▸ **The request**:
Write out, unchanged, the lines below from the one containing "Exam Question 7: Identify the lamp" through the one containing "[82,351,125,377]", including both.

▸ **Records to use**:

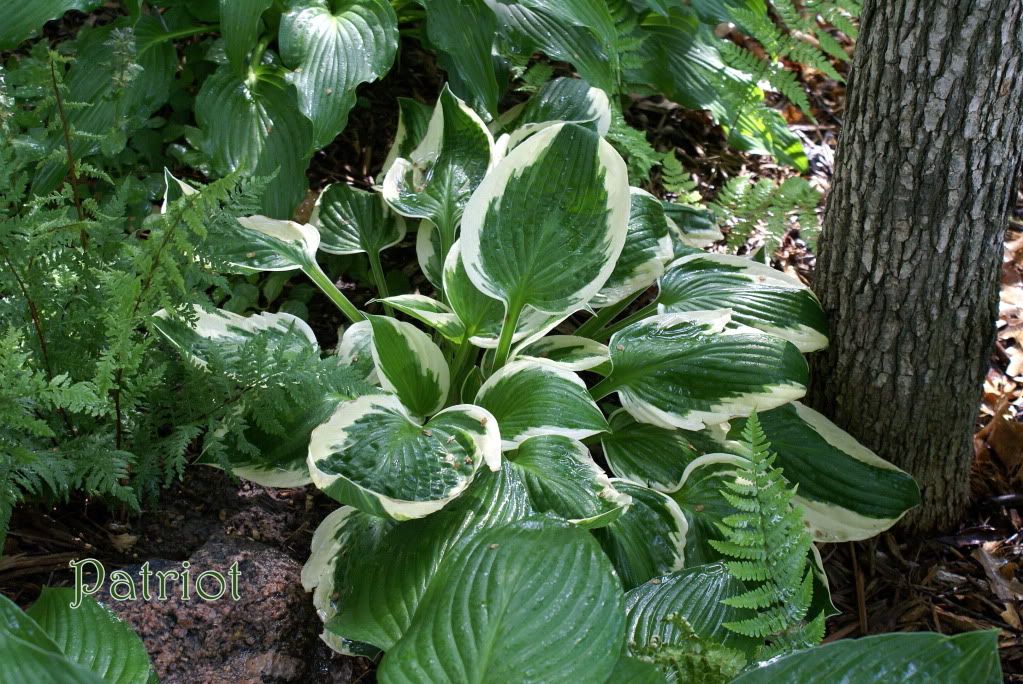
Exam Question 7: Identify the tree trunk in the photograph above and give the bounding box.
[810,0,1023,531]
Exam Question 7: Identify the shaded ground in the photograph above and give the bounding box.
[0,15,1023,682]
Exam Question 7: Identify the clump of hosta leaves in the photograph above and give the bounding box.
[710,413,825,659]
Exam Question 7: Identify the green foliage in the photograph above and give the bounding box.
[711,176,820,254]
[710,413,825,659]
[629,613,746,684]
[0,587,157,684]
[721,0,860,114]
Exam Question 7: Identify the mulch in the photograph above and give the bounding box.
[0,13,1023,682]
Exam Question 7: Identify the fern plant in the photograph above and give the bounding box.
[710,413,825,659]
[710,176,820,255]
[721,0,860,120]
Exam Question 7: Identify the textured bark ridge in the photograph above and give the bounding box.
[810,0,1023,530]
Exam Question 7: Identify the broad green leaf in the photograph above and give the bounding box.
[593,480,687,590]
[626,8,807,171]
[601,410,699,492]
[424,0,501,121]
[661,202,724,257]
[507,435,632,528]
[589,188,671,308]
[670,453,739,566]
[508,78,611,148]
[379,518,624,684]
[657,255,828,354]
[160,168,198,214]
[593,311,807,429]
[369,316,451,416]
[152,305,317,368]
[608,654,668,684]
[33,20,178,195]
[735,630,1003,684]
[302,506,396,656]
[26,587,155,684]
[220,0,273,76]
[475,361,608,451]
[381,97,433,176]
[327,462,534,650]
[383,86,494,256]
[443,240,564,349]
[0,0,103,50]
[625,564,761,658]
[210,216,320,273]
[278,0,398,147]
[485,0,619,93]
[380,294,465,344]
[461,124,629,315]
[195,64,313,219]
[729,402,920,542]
[196,358,372,487]
[0,594,103,684]
[309,394,500,520]
[309,183,405,255]
[335,321,380,384]
[513,335,611,371]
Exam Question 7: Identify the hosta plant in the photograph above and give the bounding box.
[153,81,998,682]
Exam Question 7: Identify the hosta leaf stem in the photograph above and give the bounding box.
[597,302,657,341]
[493,301,525,371]
[302,257,366,323]
[575,290,642,339]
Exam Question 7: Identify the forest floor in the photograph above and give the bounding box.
[0,40,1023,682]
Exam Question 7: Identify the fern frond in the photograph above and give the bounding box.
[710,413,822,652]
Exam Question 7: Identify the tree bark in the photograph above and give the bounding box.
[809,0,1023,531]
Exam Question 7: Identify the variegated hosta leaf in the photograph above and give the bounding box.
[152,305,317,367]
[625,563,761,658]
[475,361,608,451]
[512,335,611,371]
[593,311,807,429]
[662,202,724,257]
[302,506,396,656]
[461,124,629,315]
[384,86,494,255]
[278,0,398,147]
[508,78,611,149]
[657,254,828,354]
[424,0,501,121]
[726,402,920,542]
[443,240,564,349]
[380,294,465,343]
[309,394,500,520]
[210,216,320,273]
[601,410,699,492]
[589,188,674,308]
[670,453,739,565]
[379,517,624,684]
[733,630,1005,684]
[507,435,632,528]
[381,97,433,176]
[195,64,313,219]
[335,321,380,384]
[369,316,451,416]
[323,462,534,652]
[160,168,198,214]
[593,480,687,590]
[309,183,405,255]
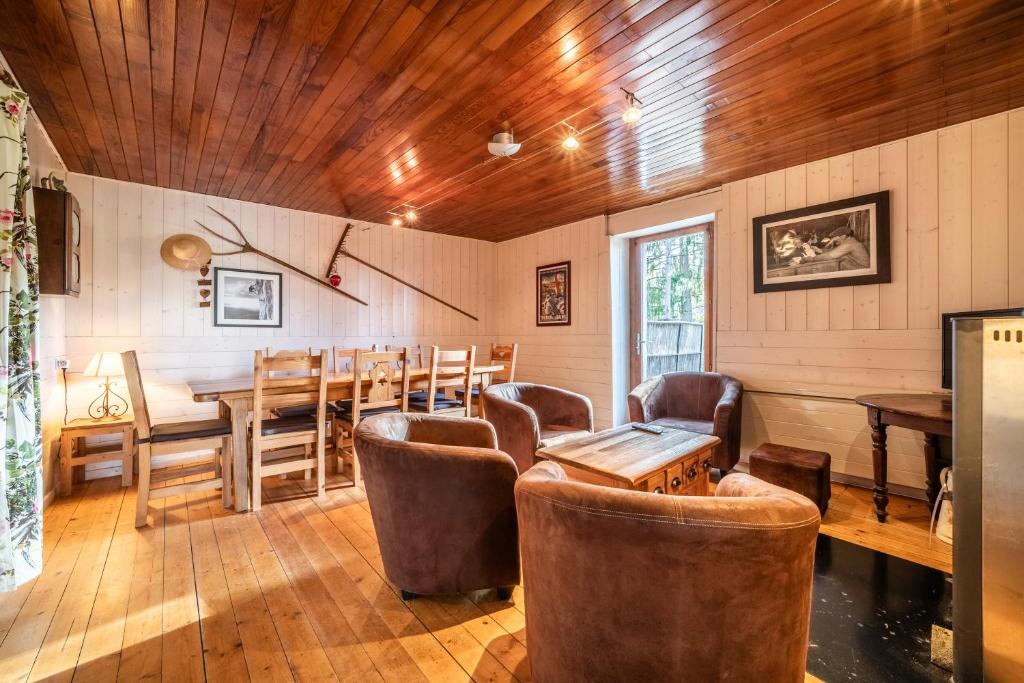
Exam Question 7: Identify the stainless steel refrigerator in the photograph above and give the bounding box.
[953,317,1024,683]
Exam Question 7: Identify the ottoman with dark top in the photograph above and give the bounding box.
[751,443,831,517]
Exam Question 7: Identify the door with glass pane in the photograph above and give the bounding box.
[630,224,712,386]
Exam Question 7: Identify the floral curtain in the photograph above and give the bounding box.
[0,68,43,591]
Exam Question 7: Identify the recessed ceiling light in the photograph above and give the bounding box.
[623,88,643,124]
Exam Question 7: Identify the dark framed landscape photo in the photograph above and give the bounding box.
[537,261,572,328]
[213,268,284,328]
[753,190,892,293]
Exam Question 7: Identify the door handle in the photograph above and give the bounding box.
[634,332,647,355]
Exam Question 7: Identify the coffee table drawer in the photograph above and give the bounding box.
[637,470,667,494]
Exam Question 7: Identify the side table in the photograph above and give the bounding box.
[58,416,135,496]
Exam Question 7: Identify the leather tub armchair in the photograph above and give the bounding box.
[482,382,594,472]
[354,414,519,599]
[515,462,820,683]
[627,373,743,475]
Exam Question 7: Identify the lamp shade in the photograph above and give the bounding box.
[82,351,125,377]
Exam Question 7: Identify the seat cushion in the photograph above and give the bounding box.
[260,415,316,436]
[409,395,463,411]
[150,418,231,443]
[650,418,715,435]
[541,425,593,447]
[273,401,339,418]
[338,403,401,423]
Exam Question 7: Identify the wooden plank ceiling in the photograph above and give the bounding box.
[0,0,1024,241]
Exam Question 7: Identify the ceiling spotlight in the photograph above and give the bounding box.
[562,124,580,152]
[622,88,643,124]
[487,130,522,157]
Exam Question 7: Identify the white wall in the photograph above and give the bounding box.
[45,174,497,485]
[499,110,1024,487]
[497,216,613,427]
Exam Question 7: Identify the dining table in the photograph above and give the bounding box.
[188,365,505,512]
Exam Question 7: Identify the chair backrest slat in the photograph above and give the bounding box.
[490,344,519,384]
[427,346,476,417]
[120,351,153,440]
[332,344,377,374]
[352,348,409,423]
[253,349,328,435]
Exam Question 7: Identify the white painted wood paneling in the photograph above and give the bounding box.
[716,110,1024,487]
[59,174,497,428]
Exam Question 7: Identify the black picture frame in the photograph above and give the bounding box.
[752,190,892,294]
[535,261,572,328]
[213,267,285,328]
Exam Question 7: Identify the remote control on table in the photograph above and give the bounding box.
[633,422,665,434]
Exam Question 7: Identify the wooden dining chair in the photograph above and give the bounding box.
[384,344,424,370]
[251,350,328,511]
[409,346,476,418]
[121,351,231,527]
[334,348,410,485]
[332,344,380,375]
[455,343,519,417]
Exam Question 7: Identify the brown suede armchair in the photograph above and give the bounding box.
[515,462,820,683]
[354,414,519,600]
[482,382,594,472]
[627,373,743,474]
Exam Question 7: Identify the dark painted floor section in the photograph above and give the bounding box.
[807,535,952,683]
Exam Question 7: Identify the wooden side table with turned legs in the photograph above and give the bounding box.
[58,415,135,496]
[855,393,953,522]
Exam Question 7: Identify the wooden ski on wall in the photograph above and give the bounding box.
[326,223,480,322]
[196,206,366,305]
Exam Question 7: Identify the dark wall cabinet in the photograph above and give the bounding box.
[32,187,82,296]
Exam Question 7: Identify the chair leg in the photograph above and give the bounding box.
[135,443,151,528]
[252,439,263,512]
[315,438,327,500]
[217,436,234,508]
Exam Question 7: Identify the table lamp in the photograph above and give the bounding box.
[82,351,128,422]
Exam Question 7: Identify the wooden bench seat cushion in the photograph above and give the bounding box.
[150,418,231,443]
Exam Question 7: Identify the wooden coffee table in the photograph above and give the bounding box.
[537,425,721,496]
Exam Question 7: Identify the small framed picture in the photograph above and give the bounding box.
[213,268,284,328]
[537,261,572,328]
[753,190,892,293]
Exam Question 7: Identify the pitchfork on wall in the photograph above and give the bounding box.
[196,206,368,306]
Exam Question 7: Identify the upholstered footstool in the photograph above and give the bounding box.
[751,443,831,517]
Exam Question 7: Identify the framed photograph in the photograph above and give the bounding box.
[537,261,572,328]
[213,268,284,328]
[753,190,892,293]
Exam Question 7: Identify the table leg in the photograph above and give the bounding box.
[224,398,250,512]
[58,434,75,496]
[925,433,942,507]
[868,415,889,522]
[121,425,135,486]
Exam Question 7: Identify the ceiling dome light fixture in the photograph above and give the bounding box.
[487,130,522,157]
[620,88,643,125]
[562,124,580,152]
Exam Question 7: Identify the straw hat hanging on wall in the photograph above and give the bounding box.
[160,232,213,270]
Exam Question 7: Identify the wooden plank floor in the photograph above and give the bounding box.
[0,478,948,681]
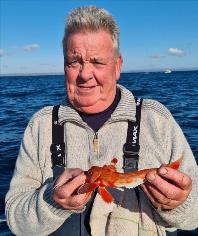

▸ **Reply to the task**:
Exam Question 7: Identify the lamp shade in the photograph above and give the bounding box.
[82,351,125,377]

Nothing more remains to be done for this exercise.